▶ **Consigne**
D'après l'extrait sur le pape François, répondez aux questions suivantes.
(a) Quel pape l'a précédé ?
(b) Quel jour a-t-il fait ses déclarations sur les manuels scolaires français ?
(c) De quelle ville était-il archevêque avant son élection ?

▶ **Extrait**
☆ ☆ ☆ ☆ ☆
Au Vatican le 25 décembre. | OSSERVATORE ROMANO / REUTERS

Après ses prises de position concernant les migrants ou l’ouverture dont il semblait faire preuve sur les homosexuels, on a dit le pape François progressiste. Ses déclarations, dimanche 2 octobre, sur le « sournois endoctrinement de la théorie du genre » qui serait propagé par les manuels scolaires français contrastent avec cette image de souverain pontife plus en phase avec la société contemporaine que son prédécesseur, Benoît XVI. Mais elles étonnent moins ceux qui ont connu les positions, tout aussi conservatrices, de l’archevêque de Buenos Aires qu’il était jusqu’à son élection au trône de Saint-Pierre le 13 mars  2013.
☆ ☆ ☆ ☆ ☆
▶ **Données enregistrées**
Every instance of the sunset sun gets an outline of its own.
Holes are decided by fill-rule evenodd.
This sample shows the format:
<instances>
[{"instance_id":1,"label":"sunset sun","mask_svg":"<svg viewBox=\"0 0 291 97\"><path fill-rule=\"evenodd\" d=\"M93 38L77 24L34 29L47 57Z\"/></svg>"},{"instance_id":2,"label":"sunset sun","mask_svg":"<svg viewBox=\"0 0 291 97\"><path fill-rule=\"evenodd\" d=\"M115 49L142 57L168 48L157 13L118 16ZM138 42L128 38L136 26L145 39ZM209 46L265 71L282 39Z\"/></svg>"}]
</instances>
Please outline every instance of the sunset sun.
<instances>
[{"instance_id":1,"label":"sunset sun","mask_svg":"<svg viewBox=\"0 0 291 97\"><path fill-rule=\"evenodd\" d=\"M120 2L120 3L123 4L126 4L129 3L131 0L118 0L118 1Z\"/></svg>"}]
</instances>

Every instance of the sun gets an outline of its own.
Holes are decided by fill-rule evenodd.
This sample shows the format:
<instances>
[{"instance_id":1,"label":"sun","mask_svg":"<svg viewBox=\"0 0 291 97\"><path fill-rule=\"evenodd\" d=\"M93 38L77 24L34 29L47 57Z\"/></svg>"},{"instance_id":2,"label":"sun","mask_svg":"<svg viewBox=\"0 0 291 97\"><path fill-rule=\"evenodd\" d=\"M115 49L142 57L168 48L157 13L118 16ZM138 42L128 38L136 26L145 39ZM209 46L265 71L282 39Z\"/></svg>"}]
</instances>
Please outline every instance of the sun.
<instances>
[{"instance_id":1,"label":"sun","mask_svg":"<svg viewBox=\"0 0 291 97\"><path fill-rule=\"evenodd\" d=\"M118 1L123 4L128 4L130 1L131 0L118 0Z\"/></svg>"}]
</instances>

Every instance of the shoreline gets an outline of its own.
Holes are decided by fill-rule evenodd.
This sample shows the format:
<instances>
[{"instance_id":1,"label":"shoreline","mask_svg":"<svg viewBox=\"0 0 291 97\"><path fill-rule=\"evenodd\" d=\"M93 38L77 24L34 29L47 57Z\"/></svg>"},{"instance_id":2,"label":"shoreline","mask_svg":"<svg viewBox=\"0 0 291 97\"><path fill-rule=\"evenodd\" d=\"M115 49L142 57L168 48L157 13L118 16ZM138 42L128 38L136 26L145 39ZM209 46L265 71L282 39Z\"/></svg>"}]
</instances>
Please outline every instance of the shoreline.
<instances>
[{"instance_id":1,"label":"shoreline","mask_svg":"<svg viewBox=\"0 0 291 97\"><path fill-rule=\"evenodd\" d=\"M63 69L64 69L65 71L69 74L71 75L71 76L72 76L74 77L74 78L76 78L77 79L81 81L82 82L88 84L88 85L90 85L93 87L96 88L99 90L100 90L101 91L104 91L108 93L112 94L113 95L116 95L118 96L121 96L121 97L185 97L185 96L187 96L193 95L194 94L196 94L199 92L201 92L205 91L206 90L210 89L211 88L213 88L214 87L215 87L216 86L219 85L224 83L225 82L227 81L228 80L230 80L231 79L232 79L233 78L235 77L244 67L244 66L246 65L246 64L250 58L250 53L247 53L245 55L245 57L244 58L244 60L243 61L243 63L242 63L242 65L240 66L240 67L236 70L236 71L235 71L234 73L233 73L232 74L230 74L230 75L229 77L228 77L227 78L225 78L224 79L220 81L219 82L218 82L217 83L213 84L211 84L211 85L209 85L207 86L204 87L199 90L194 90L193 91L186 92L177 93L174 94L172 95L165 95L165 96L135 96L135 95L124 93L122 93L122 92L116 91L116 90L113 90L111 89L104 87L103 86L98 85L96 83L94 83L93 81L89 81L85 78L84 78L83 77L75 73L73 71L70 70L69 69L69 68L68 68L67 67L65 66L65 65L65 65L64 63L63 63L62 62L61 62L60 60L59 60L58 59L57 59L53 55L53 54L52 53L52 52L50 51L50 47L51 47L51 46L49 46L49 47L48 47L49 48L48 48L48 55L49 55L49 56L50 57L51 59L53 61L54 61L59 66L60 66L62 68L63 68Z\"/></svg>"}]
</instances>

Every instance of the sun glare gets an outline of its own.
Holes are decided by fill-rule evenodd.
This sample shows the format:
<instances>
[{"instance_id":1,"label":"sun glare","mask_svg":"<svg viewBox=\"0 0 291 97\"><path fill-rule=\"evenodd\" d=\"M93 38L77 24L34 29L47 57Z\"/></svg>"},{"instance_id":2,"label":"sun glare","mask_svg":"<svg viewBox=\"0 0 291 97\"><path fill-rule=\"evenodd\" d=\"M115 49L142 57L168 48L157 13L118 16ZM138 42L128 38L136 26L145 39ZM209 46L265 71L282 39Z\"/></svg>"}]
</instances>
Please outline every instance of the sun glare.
☆ ☆ ☆ ☆ ☆
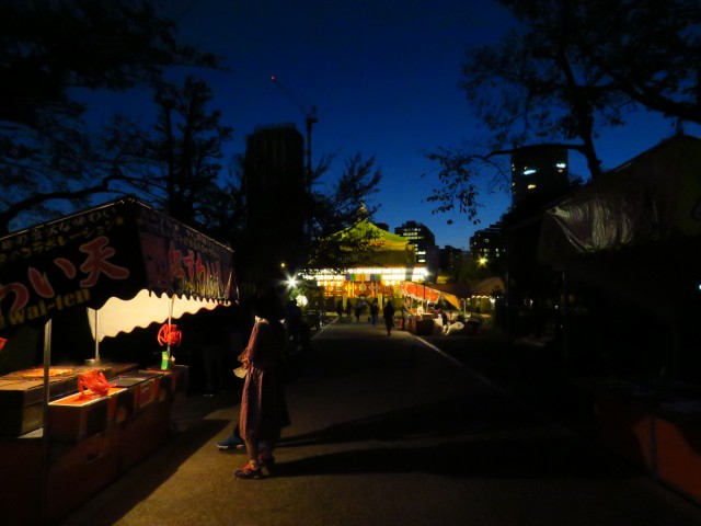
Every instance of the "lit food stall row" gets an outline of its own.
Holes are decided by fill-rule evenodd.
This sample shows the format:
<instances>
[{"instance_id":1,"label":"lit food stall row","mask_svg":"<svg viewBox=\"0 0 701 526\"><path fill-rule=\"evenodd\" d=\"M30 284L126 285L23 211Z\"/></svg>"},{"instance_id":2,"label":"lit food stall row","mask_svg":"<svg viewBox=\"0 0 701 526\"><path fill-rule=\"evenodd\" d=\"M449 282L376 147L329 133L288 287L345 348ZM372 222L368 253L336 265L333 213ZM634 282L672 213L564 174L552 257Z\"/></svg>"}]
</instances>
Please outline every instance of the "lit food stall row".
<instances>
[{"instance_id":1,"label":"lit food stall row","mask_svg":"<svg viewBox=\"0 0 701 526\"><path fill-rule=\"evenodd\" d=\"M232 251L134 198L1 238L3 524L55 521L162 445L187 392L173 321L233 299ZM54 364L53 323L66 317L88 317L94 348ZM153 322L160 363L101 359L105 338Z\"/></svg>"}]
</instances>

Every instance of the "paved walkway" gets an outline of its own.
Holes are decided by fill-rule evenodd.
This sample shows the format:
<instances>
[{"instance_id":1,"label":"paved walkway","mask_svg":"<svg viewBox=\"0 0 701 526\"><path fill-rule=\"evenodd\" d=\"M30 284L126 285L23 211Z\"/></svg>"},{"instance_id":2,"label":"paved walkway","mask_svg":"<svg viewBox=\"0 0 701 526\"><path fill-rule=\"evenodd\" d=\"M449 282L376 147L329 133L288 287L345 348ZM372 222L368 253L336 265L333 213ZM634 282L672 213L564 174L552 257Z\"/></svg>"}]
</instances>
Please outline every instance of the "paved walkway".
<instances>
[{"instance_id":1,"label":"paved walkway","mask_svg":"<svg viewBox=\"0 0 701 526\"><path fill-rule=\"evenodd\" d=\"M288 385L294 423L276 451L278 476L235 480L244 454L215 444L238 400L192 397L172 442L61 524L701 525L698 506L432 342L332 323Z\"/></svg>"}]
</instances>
☆ ☆ ☆ ☆ ☆
▶ **Corrigé**
(a) Benoît XVI.
(b) Le dimanche 2 octobre.
(c) Buenos Aires.